◆ Task inputs
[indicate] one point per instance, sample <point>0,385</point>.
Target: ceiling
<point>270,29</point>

* * *

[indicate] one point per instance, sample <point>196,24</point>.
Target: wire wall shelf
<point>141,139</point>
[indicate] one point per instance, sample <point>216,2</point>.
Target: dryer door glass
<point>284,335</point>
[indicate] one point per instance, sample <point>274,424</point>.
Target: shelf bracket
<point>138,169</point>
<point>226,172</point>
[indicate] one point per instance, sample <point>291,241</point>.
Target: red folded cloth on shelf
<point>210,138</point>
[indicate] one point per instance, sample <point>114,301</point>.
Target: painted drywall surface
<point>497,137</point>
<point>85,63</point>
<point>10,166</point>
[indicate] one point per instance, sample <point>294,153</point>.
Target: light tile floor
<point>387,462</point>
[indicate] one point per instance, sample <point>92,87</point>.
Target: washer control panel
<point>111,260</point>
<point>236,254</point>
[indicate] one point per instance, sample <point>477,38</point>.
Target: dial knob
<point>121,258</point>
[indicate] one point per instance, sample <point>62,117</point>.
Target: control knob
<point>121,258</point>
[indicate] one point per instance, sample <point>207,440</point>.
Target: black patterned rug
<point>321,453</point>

◆ Exercise objective
Please copy the lines exactly, starting with the line that contains "[indicate] one point per instance, sample <point>0,385</point>." and going on through the line that contains "<point>270,29</point>", both included.

◆ Completed task
[indicate] one point per instance, sample <point>0,385</point>.
Target: ceiling
<point>270,29</point>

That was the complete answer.